**What this task involves**
Please take the records that follow and repeat exactly the lines starting with the line with "Query: tomato" and going on through the line with "pixel 985 302".

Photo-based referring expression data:
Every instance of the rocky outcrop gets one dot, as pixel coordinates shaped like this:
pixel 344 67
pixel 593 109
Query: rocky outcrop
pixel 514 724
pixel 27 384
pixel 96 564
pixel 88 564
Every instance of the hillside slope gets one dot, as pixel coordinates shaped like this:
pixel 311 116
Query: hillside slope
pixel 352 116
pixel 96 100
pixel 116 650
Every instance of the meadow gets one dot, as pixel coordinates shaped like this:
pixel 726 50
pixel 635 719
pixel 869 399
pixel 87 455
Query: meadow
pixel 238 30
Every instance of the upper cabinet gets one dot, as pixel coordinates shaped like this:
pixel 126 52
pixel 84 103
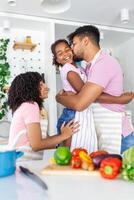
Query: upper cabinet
pixel 24 46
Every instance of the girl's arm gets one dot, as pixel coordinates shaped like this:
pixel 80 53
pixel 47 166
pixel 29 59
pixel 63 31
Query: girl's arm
pixel 123 99
pixel 35 136
pixel 75 80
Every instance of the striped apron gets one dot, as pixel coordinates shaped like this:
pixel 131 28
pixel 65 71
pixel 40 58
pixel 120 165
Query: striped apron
pixel 86 136
pixel 109 128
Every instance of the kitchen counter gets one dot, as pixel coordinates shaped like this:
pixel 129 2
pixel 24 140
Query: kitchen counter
pixel 20 187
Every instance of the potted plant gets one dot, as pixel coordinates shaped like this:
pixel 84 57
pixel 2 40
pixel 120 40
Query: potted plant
pixel 4 76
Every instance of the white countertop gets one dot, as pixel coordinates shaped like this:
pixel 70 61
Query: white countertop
pixel 20 187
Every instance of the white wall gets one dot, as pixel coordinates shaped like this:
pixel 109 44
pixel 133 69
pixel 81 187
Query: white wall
pixel 126 58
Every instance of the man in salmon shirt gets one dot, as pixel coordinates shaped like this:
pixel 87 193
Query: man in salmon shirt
pixel 114 131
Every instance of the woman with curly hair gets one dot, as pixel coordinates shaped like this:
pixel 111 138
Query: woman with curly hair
pixel 25 99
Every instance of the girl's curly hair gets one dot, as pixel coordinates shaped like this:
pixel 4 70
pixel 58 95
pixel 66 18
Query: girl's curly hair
pixel 25 88
pixel 53 47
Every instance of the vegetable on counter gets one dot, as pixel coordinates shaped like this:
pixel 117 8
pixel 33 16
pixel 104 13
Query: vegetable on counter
pixel 76 162
pixel 99 158
pixel 76 151
pixel 110 167
pixel 97 153
pixel 128 164
pixel 62 155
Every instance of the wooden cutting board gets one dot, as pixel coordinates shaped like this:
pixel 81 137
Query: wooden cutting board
pixel 66 170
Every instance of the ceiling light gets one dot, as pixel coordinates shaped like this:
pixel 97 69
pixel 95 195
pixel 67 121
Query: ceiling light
pixel 55 6
pixel 124 15
pixel 6 25
pixel 12 2
pixel 101 35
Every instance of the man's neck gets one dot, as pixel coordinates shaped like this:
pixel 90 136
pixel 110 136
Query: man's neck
pixel 89 55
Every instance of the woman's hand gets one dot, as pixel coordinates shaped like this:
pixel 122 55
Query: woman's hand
pixel 69 129
pixel 127 97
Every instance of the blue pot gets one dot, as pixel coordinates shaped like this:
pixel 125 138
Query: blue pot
pixel 8 162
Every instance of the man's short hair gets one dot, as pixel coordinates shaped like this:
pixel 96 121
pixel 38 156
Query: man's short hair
pixel 90 31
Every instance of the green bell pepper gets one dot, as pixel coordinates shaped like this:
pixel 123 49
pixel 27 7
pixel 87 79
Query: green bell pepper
pixel 62 155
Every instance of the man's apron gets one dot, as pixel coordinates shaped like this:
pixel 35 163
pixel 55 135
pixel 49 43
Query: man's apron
pixel 109 128
pixel 86 136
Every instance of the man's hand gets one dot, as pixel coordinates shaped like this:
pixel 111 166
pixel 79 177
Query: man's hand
pixel 69 129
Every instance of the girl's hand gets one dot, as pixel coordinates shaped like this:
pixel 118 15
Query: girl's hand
pixel 69 129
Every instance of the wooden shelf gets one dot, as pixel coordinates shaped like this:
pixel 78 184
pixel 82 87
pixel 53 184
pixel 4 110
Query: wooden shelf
pixel 24 46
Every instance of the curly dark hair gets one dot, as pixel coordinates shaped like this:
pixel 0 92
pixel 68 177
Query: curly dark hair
pixel 53 47
pixel 90 31
pixel 25 88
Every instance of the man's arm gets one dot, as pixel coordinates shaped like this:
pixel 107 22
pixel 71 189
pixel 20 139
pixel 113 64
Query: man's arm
pixel 123 99
pixel 88 94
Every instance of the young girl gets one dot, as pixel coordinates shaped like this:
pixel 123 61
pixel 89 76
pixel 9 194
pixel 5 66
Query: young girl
pixel 25 99
pixel 73 79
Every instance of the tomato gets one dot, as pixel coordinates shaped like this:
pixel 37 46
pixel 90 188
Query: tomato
pixel 85 157
pixel 96 153
pixel 76 151
pixel 76 162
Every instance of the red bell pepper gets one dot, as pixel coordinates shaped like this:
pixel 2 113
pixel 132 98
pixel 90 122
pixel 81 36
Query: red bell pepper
pixel 110 167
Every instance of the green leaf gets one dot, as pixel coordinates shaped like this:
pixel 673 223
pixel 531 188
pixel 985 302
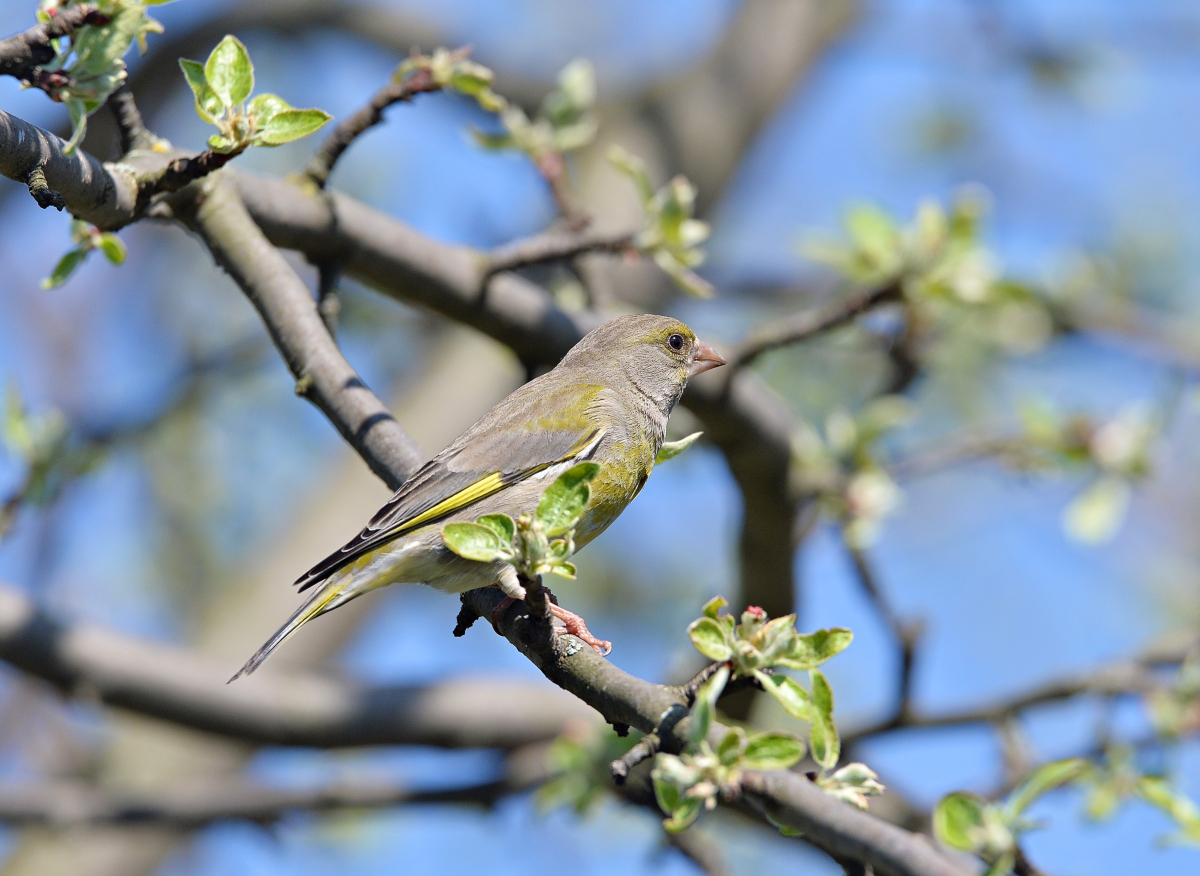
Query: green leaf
pixel 787 694
pixel 811 649
pixel 709 639
pixel 635 168
pixel 475 541
pixel 672 449
pixel 731 747
pixel 502 525
pixel 706 705
pixel 564 570
pixel 1096 514
pixel 565 499
pixel 288 125
pixel 208 105
pixel 713 606
pixel 1044 778
pixel 772 751
pixel 262 108
pixel 683 817
pixel 823 733
pixel 112 246
pixel 229 72
pixel 959 820
pixel 65 268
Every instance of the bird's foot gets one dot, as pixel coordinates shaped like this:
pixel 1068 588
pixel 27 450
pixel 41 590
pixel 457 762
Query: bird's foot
pixel 574 625
pixel 498 611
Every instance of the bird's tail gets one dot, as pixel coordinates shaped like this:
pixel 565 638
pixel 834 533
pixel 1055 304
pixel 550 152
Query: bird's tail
pixel 335 592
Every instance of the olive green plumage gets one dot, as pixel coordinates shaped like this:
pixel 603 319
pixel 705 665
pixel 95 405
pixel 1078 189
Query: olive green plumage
pixel 607 401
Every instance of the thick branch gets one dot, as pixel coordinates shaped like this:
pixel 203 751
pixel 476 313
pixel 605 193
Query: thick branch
pixel 552 246
pixel 789 798
pixel 274 708
pixel 323 376
pixel 192 805
pixel 347 131
pixel 810 323
pixel 22 53
pixel 1127 677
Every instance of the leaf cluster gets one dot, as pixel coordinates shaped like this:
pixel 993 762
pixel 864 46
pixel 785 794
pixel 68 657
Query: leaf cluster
pixel 87 238
pixel 534 544
pixel 671 234
pixel 757 647
pixel 564 123
pixel 844 467
pixel 90 61
pixel 222 87
pixel 991 831
pixel 43 442
pixel 689 784
pixel 949 277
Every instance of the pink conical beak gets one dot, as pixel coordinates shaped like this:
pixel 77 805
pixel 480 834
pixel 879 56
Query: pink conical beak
pixel 703 358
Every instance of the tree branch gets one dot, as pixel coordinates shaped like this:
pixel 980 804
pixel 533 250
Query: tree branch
pixel 21 54
pixel 810 323
pixel 1127 677
pixel 274 708
pixel 322 165
pixel 552 246
pixel 196 804
pixel 289 312
pixel 787 798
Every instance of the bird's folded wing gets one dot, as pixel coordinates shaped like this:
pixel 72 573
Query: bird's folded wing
pixel 527 433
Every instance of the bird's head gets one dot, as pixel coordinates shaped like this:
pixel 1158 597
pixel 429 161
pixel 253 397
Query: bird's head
pixel 660 354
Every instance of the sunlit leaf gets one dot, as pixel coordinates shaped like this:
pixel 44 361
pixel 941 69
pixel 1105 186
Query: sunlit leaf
pixel 567 498
pixel 229 72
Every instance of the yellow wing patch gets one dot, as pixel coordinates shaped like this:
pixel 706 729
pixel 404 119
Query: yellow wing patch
pixel 480 490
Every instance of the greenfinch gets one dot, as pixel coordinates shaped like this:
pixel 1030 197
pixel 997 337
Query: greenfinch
pixel 607 401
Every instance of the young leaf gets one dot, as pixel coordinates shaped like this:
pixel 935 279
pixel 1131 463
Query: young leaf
pixel 683 817
pixel 262 108
pixel 475 541
pixel 672 449
pixel 811 649
pixel 112 246
pixel 731 747
pixel 823 733
pixel 787 694
pixel 565 499
pixel 709 639
pixel 959 820
pixel 502 525
pixel 706 705
pixel 208 105
pixel 289 125
pixel 1044 778
pixel 229 72
pixel 65 268
pixel 772 751
pixel 713 606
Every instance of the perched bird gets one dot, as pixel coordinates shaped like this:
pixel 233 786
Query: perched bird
pixel 606 401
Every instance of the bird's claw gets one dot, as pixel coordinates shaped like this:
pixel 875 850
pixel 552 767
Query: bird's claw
pixel 574 625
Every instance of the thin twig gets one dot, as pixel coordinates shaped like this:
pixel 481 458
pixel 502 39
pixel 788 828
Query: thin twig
pixel 130 125
pixel 906 634
pixel 810 323
pixel 322 165
pixel 646 748
pixel 329 304
pixel 22 54
pixel 552 246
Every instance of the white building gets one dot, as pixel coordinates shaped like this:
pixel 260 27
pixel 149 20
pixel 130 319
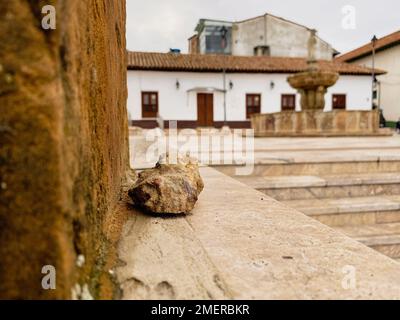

**Task answer**
Query: tomato
pixel 85 157
pixel 96 153
pixel 76 151
pixel 76 162
Every instance of the red bell pepper gets one dot, as pixel coordinates shaped like this:
pixel 2 113
pixel 132 98
pixel 90 122
pixel 81 36
Query: red bell pepper
pixel 110 167
Every instance of the green leaf gets one dot, as pixel coordinates shaped like this:
pixel 673 223
pixel 531 188
pixel 985 302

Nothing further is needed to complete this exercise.